Tech tips: Nine apps worth using

There are a ton of apps marketed towards college students. We’re young (for the most part), connected to the latest gadgetry, and rely on computers and smartphones to keep track of a good chunk our lives. So it makes sense that places like the App Store and Google Play marketplace would have a sizable amount of apps aimed at the busy grad.

Unfortunately, not all apps are created equal. If you take a short stroll down the wild west that is Android’s digital store, or even the highly curated inventory on Mac and iOS, you’ll see that, while there may be a few gems, the majority of those student-centric apps are a grade A failure.

While finding the best email client or note-taking app may seem like a herculean task, we here at the Advocate have waded through all the rabble to bring you the creme de la creme. Here are the top nine apps no student should be without.

Note: We’re not including apps that come pre-installed on your computer (e.g., iTunes on the Mac).

1. Adobe Creative Suite 6 Design & Web Premium – $350 (at MC Books and More)

[Labeled-object pointing entries]
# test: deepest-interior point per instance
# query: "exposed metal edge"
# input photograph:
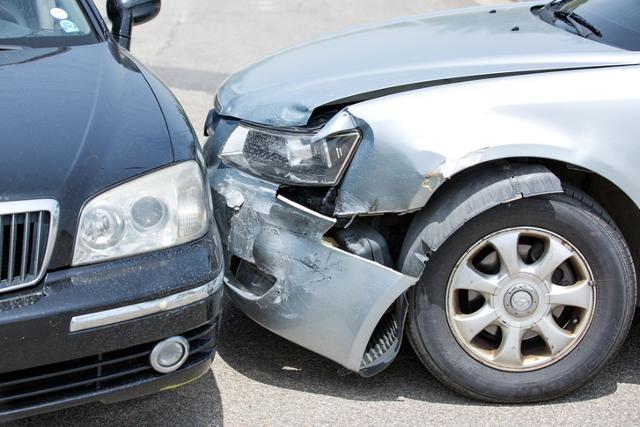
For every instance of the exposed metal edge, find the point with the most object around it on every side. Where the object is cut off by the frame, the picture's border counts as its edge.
(135, 311)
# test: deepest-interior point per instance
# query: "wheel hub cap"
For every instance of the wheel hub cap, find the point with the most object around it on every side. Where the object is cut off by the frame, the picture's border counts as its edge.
(521, 300)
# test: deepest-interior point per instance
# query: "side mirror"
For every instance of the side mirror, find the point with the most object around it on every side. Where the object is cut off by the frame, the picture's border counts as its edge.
(124, 14)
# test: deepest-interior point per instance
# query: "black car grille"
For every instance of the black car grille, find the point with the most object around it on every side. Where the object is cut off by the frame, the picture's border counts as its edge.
(23, 243)
(36, 386)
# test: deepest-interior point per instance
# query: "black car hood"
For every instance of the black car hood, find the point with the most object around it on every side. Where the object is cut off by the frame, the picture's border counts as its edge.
(74, 122)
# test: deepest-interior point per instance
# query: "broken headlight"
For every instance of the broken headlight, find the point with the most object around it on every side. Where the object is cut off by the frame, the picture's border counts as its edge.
(290, 157)
(155, 211)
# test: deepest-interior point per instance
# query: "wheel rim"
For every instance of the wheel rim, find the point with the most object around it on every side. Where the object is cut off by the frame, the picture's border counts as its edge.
(520, 299)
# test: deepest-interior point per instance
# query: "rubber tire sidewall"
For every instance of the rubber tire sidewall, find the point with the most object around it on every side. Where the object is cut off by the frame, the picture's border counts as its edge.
(608, 257)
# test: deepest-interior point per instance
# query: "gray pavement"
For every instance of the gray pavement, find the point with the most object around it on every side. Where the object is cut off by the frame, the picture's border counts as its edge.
(259, 378)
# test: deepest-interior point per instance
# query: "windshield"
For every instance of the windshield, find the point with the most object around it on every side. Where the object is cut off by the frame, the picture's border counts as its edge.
(44, 23)
(614, 22)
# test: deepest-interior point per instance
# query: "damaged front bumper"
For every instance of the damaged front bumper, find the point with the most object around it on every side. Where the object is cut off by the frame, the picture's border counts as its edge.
(285, 275)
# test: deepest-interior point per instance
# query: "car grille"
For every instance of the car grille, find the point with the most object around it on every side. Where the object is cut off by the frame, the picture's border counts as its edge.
(26, 230)
(36, 386)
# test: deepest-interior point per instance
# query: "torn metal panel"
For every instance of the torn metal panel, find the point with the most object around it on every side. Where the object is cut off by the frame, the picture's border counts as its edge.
(324, 298)
(469, 196)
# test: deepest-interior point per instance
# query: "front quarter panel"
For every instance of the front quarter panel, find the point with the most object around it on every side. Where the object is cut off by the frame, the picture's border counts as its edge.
(416, 140)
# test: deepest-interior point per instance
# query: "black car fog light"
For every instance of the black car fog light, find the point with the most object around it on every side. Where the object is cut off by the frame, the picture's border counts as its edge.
(169, 355)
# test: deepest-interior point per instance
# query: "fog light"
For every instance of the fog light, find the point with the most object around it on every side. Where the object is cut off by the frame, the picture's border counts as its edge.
(169, 355)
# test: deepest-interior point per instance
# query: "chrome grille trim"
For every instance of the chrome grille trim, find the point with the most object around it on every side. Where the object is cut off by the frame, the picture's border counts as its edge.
(31, 257)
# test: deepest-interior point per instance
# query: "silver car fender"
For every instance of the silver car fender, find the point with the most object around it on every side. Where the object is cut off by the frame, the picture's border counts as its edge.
(415, 141)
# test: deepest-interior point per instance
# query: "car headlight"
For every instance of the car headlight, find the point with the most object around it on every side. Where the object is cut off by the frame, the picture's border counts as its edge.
(159, 210)
(290, 157)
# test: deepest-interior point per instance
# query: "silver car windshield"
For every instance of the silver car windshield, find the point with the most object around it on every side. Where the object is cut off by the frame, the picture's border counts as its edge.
(44, 23)
(614, 22)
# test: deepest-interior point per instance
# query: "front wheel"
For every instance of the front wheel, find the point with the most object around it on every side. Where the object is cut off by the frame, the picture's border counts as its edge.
(525, 302)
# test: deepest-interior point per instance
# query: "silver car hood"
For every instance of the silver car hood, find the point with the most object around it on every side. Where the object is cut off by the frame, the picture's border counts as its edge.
(284, 89)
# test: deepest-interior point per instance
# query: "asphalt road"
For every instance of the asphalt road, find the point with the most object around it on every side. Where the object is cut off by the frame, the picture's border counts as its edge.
(259, 378)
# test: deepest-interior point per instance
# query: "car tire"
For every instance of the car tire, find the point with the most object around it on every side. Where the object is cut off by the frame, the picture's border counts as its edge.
(487, 365)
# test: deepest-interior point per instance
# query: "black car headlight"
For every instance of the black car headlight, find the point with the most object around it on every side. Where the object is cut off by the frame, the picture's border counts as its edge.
(290, 157)
(158, 210)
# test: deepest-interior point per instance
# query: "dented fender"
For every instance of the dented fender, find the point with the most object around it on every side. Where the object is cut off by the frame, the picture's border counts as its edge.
(322, 298)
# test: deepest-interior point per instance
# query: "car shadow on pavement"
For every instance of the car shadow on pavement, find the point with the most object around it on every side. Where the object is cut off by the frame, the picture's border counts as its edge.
(262, 356)
(197, 404)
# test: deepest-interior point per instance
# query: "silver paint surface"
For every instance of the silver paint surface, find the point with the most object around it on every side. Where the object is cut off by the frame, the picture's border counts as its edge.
(284, 89)
(578, 107)
(325, 299)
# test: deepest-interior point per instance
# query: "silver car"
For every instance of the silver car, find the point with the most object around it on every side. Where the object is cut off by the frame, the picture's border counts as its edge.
(468, 179)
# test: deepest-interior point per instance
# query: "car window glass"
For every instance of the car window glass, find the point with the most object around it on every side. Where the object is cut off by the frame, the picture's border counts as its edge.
(616, 21)
(26, 21)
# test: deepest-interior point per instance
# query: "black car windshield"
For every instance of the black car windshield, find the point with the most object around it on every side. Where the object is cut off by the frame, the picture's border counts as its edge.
(614, 22)
(44, 23)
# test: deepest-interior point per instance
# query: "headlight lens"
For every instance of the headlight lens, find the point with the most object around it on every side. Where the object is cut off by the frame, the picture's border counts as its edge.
(159, 210)
(290, 158)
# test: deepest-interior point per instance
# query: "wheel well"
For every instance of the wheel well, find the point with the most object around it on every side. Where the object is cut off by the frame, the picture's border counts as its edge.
(618, 205)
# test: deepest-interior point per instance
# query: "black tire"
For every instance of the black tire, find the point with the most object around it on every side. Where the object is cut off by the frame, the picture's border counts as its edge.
(583, 223)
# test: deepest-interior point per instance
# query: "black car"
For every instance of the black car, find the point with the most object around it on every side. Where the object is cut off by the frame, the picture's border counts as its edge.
(110, 284)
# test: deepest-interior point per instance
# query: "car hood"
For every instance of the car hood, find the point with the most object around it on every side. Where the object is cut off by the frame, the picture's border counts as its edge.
(284, 89)
(74, 122)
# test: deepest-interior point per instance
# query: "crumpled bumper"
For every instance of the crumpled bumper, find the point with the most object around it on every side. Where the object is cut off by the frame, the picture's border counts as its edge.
(300, 286)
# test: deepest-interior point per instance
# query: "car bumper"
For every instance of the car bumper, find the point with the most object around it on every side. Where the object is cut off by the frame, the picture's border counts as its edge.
(290, 279)
(85, 334)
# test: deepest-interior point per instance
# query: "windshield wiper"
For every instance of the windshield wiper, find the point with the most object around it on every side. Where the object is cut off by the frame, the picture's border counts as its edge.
(9, 47)
(580, 24)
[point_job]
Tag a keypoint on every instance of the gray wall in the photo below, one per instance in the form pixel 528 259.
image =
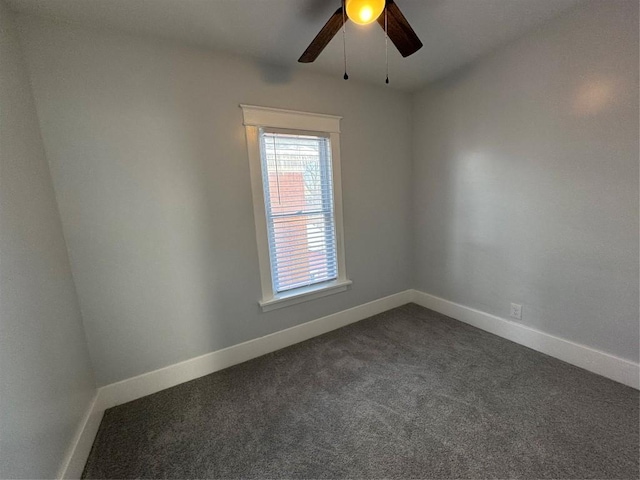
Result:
pixel 148 156
pixel 526 180
pixel 45 373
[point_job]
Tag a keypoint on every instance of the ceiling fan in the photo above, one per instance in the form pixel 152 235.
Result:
pixel 364 12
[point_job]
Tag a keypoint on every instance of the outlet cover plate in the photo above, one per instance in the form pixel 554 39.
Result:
pixel 516 311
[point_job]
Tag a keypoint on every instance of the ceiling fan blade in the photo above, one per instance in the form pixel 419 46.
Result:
pixel 399 30
pixel 324 37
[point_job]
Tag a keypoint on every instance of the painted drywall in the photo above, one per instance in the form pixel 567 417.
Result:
pixel 526 180
pixel 46 382
pixel 150 166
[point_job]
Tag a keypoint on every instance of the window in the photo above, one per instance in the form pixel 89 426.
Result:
pixel 295 171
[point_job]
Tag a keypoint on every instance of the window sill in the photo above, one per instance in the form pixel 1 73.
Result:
pixel 304 294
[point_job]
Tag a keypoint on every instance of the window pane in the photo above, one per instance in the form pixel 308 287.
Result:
pixel 299 205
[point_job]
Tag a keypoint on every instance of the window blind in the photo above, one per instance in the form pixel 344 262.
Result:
pixel 298 192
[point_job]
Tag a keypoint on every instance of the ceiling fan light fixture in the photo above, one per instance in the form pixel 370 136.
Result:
pixel 364 12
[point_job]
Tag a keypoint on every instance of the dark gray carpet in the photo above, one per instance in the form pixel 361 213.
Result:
pixel 409 393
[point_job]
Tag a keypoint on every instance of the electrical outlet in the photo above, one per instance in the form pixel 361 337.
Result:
pixel 516 311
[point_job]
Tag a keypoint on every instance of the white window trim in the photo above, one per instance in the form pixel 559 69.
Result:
pixel 253 118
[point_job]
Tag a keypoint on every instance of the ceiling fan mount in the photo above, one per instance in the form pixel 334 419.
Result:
pixel 398 29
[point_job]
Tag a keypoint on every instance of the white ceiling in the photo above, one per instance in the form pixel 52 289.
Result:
pixel 454 32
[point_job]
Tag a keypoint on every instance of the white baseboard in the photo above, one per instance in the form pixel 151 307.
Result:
pixel 152 382
pixel 133 388
pixel 82 442
pixel 590 359
pixel 157 380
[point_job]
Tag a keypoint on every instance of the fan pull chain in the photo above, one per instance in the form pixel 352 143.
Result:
pixel 386 45
pixel 344 40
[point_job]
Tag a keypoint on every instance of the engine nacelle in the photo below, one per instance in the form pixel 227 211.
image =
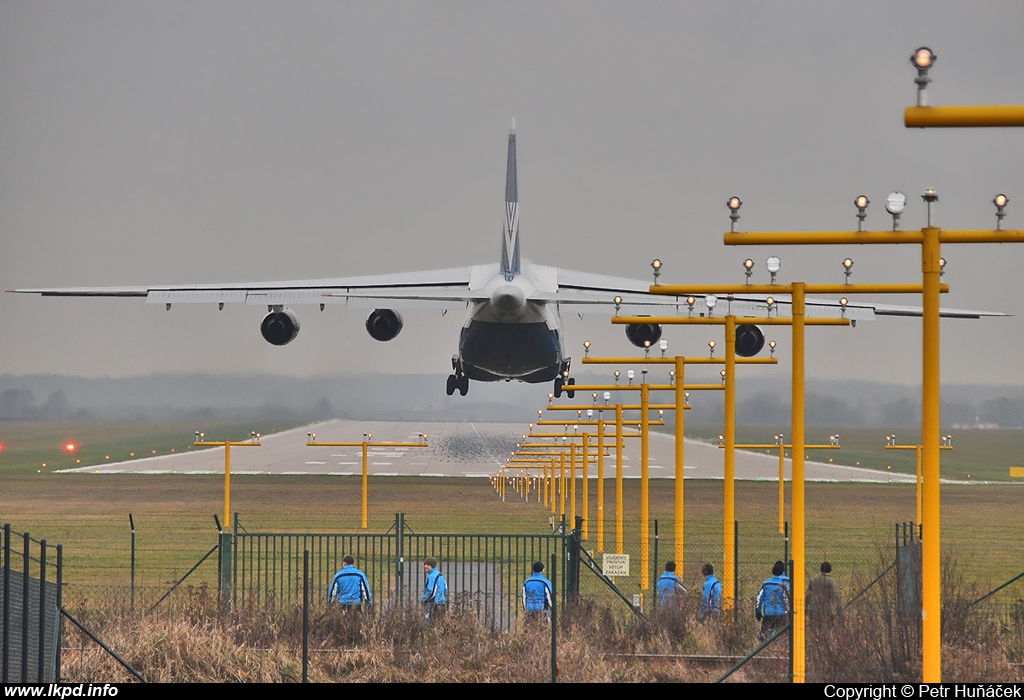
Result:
pixel 384 324
pixel 750 341
pixel 641 334
pixel 280 327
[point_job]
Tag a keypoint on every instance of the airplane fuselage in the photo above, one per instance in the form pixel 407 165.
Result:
pixel 509 336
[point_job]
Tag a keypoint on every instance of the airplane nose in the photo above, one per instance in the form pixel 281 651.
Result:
pixel 508 298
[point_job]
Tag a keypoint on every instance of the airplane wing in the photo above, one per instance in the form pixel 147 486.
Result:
pixel 598 293
pixel 443 289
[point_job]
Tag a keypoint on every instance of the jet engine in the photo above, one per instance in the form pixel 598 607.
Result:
pixel 750 341
pixel 384 324
pixel 641 334
pixel 280 327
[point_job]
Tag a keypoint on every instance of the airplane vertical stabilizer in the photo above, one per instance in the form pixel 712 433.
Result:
pixel 510 239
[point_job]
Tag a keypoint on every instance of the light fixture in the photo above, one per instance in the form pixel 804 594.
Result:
pixel 923 58
pixel 861 204
pixel 733 203
pixel 895 204
pixel 1000 202
pixel 710 301
pixel 930 197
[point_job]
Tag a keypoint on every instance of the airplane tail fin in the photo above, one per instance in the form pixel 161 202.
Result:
pixel 510 237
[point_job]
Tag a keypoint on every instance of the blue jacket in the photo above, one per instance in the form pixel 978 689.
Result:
pixel 773 599
pixel 349 587
pixel 711 602
pixel 435 589
pixel 537 594
pixel 669 586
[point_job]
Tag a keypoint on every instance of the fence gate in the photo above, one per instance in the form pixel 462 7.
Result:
pixel 484 572
pixel 30 604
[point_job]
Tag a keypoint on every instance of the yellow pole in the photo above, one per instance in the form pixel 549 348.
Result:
pixel 781 487
pixel 600 484
pixel 619 478
pixel 586 479
pixel 799 441
pixel 680 418
pixel 366 484
pixel 930 438
pixel 729 511
pixel 572 485
pixel 919 450
pixel 554 488
pixel 644 490
pixel 227 484
pixel 561 486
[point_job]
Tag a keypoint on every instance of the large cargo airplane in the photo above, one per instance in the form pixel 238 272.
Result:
pixel 512 330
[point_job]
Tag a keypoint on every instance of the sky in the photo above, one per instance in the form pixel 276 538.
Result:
pixel 190 142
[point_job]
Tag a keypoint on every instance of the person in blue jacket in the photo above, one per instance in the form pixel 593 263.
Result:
pixel 670 588
pixel 537 594
pixel 434 591
pixel 711 601
pixel 773 602
pixel 349 586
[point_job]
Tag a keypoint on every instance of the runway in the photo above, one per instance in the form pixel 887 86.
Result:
pixel 458 449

— What to work on —
#1 Decide whether each statement agrees with the tech tips article, answering yes or no and quoting the words of the article that settle it: (a) The article leaves out apps that come pre-installed on a computer. (b) The article says most student-centric apps are excellent. (c) Adobe Creative Suite 6 Design & Web Premium is listed at $350.
#2 Extract every line of the entries that contains the string "gray", matching case exactly.
The tech tips article and the entries are separate, unrelated material.

— Exercise solutions —
#1
(a) Yes: "We’re not including apps that come pre-installed on your computer (e.g., iTunes on the Mac)."
(b) No: "the majority of those student-centric apps are a grade A failure."
(c) Yes: "Adobe Creative Suite 6 Design & Web Premium – $350 (at MC Books and More)"

#2
# query: "gray pavement"
For every instance of the gray pavement, find the point with the most object around it on every side. Where the object is cut off by the frame, the picture's border counts as its edge.
Tag a keypoint on every instance of the gray wall in the photo below, one per instance in the form pixel 528 259.
Tag a keypoint on every instance of the dark gray carpet in the photo above, one per instance in the form pixel 361 213.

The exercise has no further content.